**Rows from a dataset:**

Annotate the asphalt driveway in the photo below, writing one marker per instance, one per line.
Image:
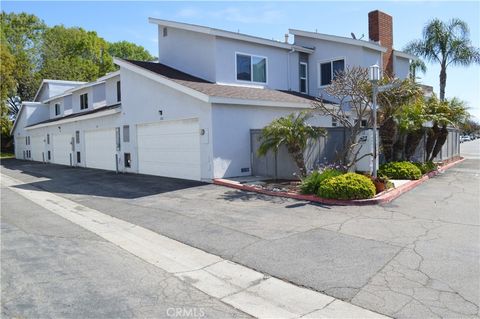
(416, 257)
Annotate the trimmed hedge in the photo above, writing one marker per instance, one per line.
(400, 170)
(313, 181)
(347, 186)
(426, 167)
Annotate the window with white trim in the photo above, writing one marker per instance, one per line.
(303, 77)
(329, 71)
(251, 68)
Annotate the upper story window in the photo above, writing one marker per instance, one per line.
(119, 92)
(83, 101)
(251, 68)
(329, 70)
(303, 77)
(57, 109)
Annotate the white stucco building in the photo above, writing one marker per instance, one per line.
(189, 115)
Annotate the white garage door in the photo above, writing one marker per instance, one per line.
(38, 148)
(62, 148)
(100, 149)
(170, 149)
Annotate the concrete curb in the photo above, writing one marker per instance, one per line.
(382, 198)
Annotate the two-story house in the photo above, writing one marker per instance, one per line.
(190, 114)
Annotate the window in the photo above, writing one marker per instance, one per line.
(119, 93)
(117, 137)
(303, 77)
(127, 160)
(251, 68)
(329, 71)
(83, 101)
(126, 133)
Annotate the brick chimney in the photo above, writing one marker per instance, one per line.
(380, 29)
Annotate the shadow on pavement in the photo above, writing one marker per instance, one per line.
(87, 181)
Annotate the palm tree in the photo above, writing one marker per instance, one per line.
(293, 132)
(447, 44)
(417, 65)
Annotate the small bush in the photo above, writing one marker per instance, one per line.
(313, 181)
(347, 186)
(400, 170)
(426, 167)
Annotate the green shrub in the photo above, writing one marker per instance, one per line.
(313, 181)
(426, 167)
(400, 170)
(347, 186)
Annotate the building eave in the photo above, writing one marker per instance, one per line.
(338, 39)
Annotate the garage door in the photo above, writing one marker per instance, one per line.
(100, 149)
(170, 149)
(38, 148)
(62, 148)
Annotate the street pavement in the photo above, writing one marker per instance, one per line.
(416, 257)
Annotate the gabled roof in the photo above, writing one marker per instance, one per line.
(215, 93)
(46, 81)
(228, 34)
(335, 38)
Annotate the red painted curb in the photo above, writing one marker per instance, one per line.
(383, 198)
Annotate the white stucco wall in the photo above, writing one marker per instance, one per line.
(142, 99)
(277, 62)
(401, 67)
(231, 134)
(187, 51)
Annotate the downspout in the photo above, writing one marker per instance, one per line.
(288, 69)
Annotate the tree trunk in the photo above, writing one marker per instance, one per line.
(443, 81)
(441, 139)
(411, 144)
(432, 136)
(387, 134)
(300, 161)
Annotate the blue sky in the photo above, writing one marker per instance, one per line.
(123, 20)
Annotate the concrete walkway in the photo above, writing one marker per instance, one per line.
(415, 257)
(249, 291)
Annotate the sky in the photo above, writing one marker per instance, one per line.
(128, 20)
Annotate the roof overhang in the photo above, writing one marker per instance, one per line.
(334, 38)
(227, 34)
(199, 95)
(404, 55)
(76, 119)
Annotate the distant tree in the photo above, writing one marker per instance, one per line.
(23, 34)
(130, 51)
(293, 132)
(445, 43)
(74, 54)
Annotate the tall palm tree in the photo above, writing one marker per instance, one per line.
(415, 66)
(446, 44)
(293, 132)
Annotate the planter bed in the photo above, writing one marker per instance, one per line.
(287, 189)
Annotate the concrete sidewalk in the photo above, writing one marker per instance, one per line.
(417, 256)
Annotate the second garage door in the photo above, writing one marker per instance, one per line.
(100, 149)
(170, 149)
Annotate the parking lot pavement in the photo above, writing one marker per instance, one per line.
(417, 256)
(52, 268)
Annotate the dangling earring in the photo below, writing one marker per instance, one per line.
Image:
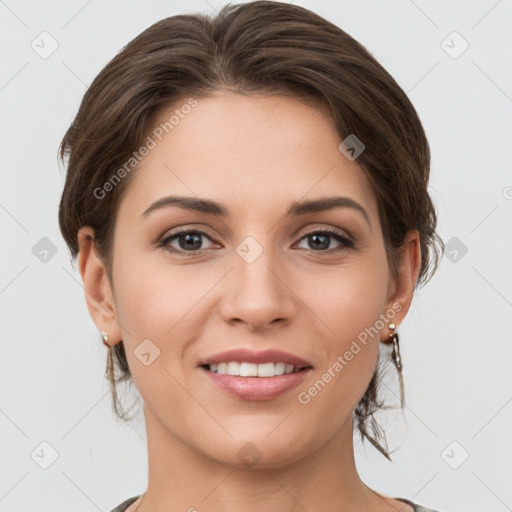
(395, 355)
(105, 338)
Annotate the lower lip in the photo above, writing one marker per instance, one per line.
(257, 388)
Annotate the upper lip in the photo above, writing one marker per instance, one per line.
(257, 357)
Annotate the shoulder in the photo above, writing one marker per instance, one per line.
(123, 506)
(416, 506)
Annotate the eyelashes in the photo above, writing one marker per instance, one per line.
(193, 237)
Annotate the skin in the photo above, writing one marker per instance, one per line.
(256, 155)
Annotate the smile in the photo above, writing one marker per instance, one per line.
(245, 369)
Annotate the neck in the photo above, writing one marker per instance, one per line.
(325, 479)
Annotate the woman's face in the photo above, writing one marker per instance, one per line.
(256, 278)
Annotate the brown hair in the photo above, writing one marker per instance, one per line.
(261, 47)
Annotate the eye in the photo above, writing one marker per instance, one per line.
(188, 241)
(322, 238)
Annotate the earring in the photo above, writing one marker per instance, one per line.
(105, 338)
(395, 354)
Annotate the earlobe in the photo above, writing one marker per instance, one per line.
(407, 275)
(98, 292)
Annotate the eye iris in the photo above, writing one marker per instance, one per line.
(325, 244)
(189, 237)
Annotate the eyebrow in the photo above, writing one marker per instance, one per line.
(295, 209)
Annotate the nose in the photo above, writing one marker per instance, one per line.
(258, 295)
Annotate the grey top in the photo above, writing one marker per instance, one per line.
(417, 508)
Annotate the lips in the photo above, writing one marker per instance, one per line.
(256, 388)
(256, 357)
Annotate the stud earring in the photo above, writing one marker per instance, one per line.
(105, 338)
(395, 355)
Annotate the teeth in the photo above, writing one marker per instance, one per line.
(252, 369)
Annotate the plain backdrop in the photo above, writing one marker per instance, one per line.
(453, 443)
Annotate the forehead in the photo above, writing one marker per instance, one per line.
(259, 153)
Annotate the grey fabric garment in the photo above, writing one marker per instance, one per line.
(417, 508)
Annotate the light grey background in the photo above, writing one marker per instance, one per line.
(456, 340)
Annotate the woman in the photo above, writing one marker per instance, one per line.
(247, 200)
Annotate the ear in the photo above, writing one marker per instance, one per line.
(401, 287)
(98, 291)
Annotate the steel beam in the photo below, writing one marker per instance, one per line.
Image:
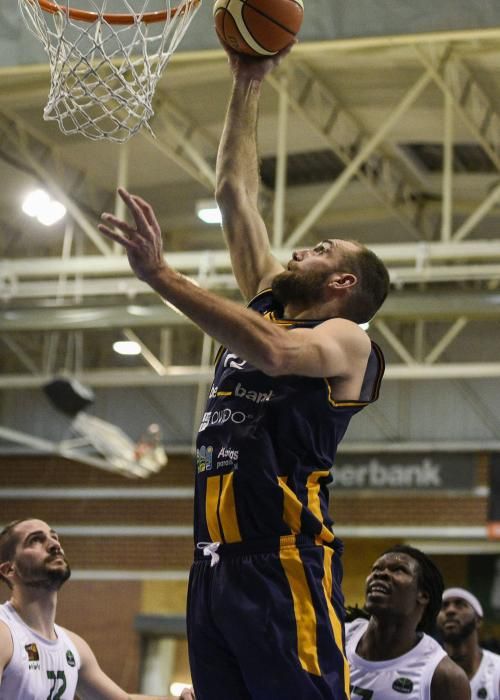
(340, 131)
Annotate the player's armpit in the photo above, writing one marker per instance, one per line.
(6, 648)
(450, 681)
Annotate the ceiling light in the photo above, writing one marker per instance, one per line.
(127, 347)
(39, 205)
(208, 211)
(177, 688)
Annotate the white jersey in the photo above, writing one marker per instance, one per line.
(407, 677)
(485, 684)
(40, 669)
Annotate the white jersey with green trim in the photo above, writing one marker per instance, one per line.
(406, 677)
(485, 684)
(40, 669)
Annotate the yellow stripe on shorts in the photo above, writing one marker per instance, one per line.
(227, 510)
(314, 504)
(292, 507)
(334, 620)
(211, 506)
(305, 615)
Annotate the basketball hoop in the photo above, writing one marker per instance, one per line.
(105, 66)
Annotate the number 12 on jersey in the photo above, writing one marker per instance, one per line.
(362, 692)
(56, 694)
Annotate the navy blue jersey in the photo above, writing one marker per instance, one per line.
(266, 445)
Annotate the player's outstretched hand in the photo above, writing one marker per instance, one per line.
(254, 67)
(143, 241)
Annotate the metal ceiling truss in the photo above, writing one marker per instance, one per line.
(358, 150)
(385, 170)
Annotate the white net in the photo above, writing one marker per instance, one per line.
(103, 73)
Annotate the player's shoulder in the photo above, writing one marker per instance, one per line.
(491, 656)
(355, 627)
(6, 644)
(349, 334)
(449, 681)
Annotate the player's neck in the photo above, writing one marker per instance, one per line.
(37, 609)
(387, 639)
(467, 654)
(320, 311)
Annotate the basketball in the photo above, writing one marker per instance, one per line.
(258, 27)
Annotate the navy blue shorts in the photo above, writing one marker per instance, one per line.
(268, 625)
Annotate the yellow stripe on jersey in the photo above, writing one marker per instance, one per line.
(305, 615)
(314, 504)
(227, 510)
(334, 620)
(211, 508)
(292, 507)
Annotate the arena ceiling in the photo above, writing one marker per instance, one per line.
(394, 142)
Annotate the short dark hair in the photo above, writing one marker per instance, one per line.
(373, 283)
(9, 539)
(430, 580)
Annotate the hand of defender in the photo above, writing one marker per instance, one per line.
(142, 242)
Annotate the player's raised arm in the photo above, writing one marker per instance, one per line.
(238, 178)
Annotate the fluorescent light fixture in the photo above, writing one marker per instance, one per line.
(39, 205)
(208, 211)
(177, 688)
(127, 347)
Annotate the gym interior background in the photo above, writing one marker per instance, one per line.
(383, 125)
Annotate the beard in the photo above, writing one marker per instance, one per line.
(300, 288)
(460, 634)
(44, 576)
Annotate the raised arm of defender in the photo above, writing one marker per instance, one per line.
(238, 179)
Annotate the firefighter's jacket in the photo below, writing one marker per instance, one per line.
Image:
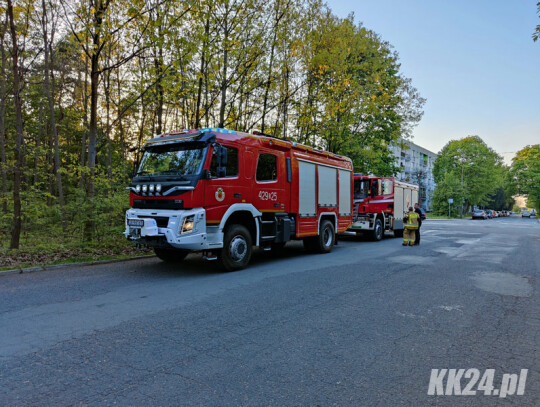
(411, 220)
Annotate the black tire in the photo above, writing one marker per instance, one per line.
(171, 255)
(324, 243)
(237, 248)
(378, 230)
(277, 247)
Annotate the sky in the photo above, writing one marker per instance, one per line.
(474, 61)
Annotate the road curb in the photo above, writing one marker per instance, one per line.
(61, 266)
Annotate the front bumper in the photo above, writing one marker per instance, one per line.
(164, 228)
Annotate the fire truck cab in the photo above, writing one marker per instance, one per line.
(379, 205)
(221, 192)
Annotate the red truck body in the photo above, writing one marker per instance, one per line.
(227, 181)
(380, 203)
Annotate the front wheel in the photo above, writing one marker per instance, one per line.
(324, 242)
(171, 255)
(237, 248)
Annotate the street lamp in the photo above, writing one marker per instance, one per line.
(461, 162)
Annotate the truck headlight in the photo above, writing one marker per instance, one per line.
(187, 224)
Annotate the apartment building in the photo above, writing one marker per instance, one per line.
(416, 165)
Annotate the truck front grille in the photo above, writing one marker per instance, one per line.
(161, 221)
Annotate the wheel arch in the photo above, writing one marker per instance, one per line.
(242, 214)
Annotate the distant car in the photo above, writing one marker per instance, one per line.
(479, 214)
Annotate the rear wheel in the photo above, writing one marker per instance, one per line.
(237, 248)
(171, 255)
(378, 231)
(324, 242)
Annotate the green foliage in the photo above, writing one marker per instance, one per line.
(448, 187)
(355, 100)
(526, 173)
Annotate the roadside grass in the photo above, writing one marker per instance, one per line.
(40, 252)
(432, 216)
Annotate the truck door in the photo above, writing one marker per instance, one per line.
(271, 190)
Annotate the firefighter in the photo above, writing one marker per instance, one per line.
(419, 212)
(411, 224)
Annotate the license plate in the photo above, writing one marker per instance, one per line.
(136, 223)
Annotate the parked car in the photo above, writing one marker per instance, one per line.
(479, 214)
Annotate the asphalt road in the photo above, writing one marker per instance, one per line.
(361, 326)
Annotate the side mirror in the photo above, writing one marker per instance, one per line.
(222, 162)
(222, 156)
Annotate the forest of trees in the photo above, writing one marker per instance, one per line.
(84, 83)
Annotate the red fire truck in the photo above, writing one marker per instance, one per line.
(221, 192)
(380, 203)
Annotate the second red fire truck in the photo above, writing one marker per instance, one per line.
(221, 192)
(380, 203)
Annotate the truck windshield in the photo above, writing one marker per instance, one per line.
(172, 160)
(361, 189)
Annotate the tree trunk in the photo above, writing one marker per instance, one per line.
(49, 93)
(201, 73)
(3, 94)
(16, 231)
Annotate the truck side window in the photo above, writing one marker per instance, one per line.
(387, 187)
(232, 162)
(266, 168)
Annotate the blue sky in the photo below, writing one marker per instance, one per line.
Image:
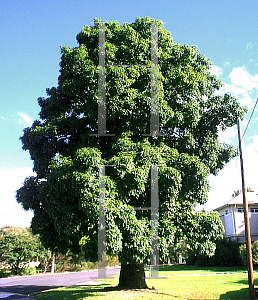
(31, 33)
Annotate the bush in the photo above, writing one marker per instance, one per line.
(227, 254)
(28, 271)
(243, 253)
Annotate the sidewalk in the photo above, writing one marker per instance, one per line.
(12, 296)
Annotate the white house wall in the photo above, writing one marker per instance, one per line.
(233, 222)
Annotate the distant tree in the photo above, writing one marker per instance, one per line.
(17, 246)
(238, 192)
(67, 158)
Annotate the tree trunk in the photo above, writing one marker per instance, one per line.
(132, 276)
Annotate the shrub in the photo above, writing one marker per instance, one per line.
(28, 271)
(227, 254)
(243, 253)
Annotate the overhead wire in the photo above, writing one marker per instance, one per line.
(250, 118)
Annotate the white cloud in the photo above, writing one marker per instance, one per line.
(240, 93)
(11, 213)
(227, 135)
(250, 46)
(215, 70)
(240, 77)
(25, 120)
(229, 179)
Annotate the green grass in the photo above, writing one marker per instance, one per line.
(183, 282)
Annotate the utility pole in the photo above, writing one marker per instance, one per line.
(247, 224)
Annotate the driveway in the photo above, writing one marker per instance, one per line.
(28, 285)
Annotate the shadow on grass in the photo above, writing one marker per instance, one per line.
(81, 292)
(184, 267)
(241, 294)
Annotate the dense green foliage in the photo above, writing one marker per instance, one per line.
(243, 253)
(18, 247)
(67, 159)
(228, 253)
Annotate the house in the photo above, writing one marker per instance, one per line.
(232, 217)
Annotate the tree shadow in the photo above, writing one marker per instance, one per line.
(81, 292)
(241, 294)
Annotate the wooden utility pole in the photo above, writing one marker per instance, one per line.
(247, 224)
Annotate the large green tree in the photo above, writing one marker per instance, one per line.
(68, 158)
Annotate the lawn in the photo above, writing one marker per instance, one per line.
(182, 282)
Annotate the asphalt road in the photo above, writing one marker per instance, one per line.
(28, 285)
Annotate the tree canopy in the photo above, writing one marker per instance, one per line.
(68, 158)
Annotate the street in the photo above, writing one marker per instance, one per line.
(28, 285)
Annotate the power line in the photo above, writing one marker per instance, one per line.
(250, 118)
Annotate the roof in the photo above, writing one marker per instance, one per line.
(252, 198)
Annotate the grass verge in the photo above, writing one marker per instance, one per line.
(183, 282)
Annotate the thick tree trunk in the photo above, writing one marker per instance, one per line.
(132, 276)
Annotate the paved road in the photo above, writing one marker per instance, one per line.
(28, 285)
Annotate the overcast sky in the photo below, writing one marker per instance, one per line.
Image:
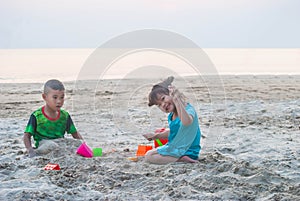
(209, 23)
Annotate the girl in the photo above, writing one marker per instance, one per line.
(184, 133)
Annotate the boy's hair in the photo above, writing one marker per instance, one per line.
(160, 88)
(53, 84)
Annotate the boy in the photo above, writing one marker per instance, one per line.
(49, 121)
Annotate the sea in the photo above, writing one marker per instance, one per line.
(39, 65)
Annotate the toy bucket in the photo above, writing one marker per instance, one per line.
(142, 149)
(84, 150)
(160, 142)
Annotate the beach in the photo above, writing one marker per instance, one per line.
(250, 142)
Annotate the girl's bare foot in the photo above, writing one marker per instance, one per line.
(187, 159)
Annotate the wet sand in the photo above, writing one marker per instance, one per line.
(250, 139)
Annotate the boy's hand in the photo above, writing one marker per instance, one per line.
(31, 152)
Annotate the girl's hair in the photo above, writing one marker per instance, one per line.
(53, 84)
(160, 88)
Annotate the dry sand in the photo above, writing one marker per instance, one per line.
(250, 138)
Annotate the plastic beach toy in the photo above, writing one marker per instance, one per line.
(142, 149)
(84, 151)
(160, 142)
(52, 166)
(97, 152)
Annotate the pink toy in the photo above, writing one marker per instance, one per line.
(84, 151)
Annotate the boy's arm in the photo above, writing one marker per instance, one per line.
(77, 136)
(27, 143)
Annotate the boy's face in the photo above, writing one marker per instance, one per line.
(54, 99)
(165, 103)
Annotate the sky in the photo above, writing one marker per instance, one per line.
(90, 23)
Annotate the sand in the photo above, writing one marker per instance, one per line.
(250, 139)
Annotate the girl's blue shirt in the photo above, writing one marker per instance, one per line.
(183, 140)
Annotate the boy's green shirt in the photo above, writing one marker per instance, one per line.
(41, 127)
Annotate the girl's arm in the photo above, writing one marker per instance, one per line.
(161, 135)
(185, 118)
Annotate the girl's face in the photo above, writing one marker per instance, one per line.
(165, 103)
(54, 99)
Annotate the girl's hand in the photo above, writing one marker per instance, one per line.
(149, 136)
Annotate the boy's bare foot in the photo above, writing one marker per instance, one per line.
(187, 159)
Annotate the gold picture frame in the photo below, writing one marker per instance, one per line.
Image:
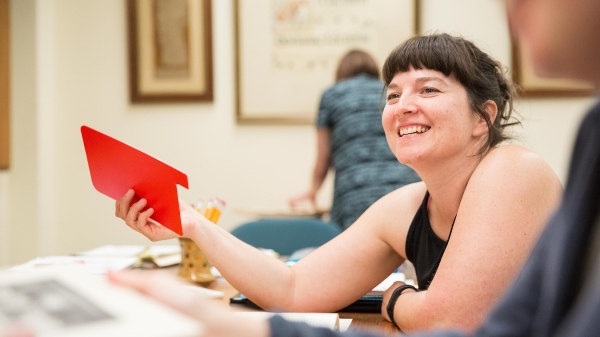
(170, 50)
(531, 85)
(4, 86)
(300, 43)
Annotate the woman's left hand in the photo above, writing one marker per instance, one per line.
(217, 322)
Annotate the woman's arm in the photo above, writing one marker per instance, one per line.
(322, 165)
(330, 278)
(505, 205)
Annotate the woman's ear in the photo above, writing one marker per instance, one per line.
(491, 109)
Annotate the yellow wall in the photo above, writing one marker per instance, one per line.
(69, 67)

**Short exercise:** Reproduce exactly and only the lines from the line that contains "Annotate the girl's blue" to the end of the data above, both ends included. No pictures go in the copy.

**Output below:**
Annotate the girl's blue shirt in the photo above, writing one marker per instance, one per line.
(183, 140)
Annotate the boy's green shirt in the photo above, writing one marker per instance, one per line.
(41, 127)
Annotate the girl's arm in the photo above, writing one marker per instance, one per line.
(161, 135)
(185, 118)
Annotate the girl's face in the photo above, writing one marker per instance, one per line.
(165, 103)
(54, 99)
Annotate the girl's hand in the photo above, writing one marker per instance, one per line.
(149, 136)
Annotate the boy's bare foot in the photo above, writing one marker per instance, one per line.
(187, 159)
Annotate the gold picture frame in the photo below, writing one marker per instance, one per line.
Image:
(170, 50)
(531, 85)
(4, 86)
(300, 43)
Annotate the woman's left hand in the photo above, writing one marker per instance, one per line.
(217, 322)
Annotate the woman's arm in the photo above, writing one marker per instance, one per line.
(322, 165)
(330, 278)
(505, 205)
Annotate the woman's ear in the photo above, writing one marker per instance, one per line.
(491, 109)
Annotate the yellow wall in the photo above, writing one marker per instance, one per line.
(69, 67)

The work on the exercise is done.